Start of DATA SHOWN

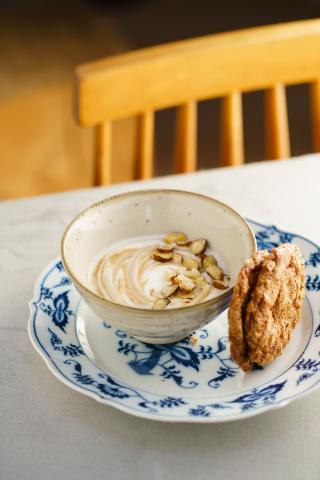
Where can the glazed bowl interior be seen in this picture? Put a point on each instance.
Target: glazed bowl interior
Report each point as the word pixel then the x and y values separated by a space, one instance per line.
pixel 156 212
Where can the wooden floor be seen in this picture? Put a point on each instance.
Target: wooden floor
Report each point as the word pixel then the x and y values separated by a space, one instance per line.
pixel 43 150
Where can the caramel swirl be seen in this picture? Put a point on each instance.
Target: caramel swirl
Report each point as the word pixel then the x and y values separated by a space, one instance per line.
pixel 127 274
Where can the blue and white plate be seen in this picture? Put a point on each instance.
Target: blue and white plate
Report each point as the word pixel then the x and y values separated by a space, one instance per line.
pixel 194 380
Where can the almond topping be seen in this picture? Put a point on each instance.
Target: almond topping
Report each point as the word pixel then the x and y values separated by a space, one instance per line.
pixel 160 304
pixel 209 260
pixel 193 273
pixel 183 244
pixel 177 258
pixel 161 256
pixel 165 248
pixel 190 262
pixel 201 281
pixel 219 285
pixel 169 290
pixel 174 237
pixel 185 294
pixel 198 246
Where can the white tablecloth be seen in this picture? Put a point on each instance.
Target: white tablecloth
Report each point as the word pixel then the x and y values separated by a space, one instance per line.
pixel 48 431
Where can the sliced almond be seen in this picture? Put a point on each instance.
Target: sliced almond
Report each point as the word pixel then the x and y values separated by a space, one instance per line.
pixel 193 273
pixel 165 248
pixel 160 304
pixel 169 290
pixel 198 246
pixel 215 272
pixel 174 237
pixel 177 258
pixel 161 256
pixel 183 244
pixel 201 281
pixel 219 285
pixel 185 294
pixel 190 262
pixel 209 260
pixel 184 282
pixel 171 274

End of DATA SHOWN

WHAT NEEDS TO BE DONE:
Please write out these lines word for word, from the line containing "Where can the sliced" through the last line above, with both ends included.

EXERCISE ANSWER:
Where can the sliced almond be seen in this picture? Put a point on each instance.
Target: sliced almond
Report each point as the word pixel then the x and y values separated by a space, one instance per line.
pixel 193 273
pixel 165 248
pixel 160 304
pixel 169 290
pixel 198 246
pixel 215 272
pixel 174 237
pixel 177 258
pixel 161 256
pixel 183 244
pixel 201 281
pixel 219 285
pixel 185 294
pixel 190 262
pixel 209 260
pixel 184 282
pixel 171 274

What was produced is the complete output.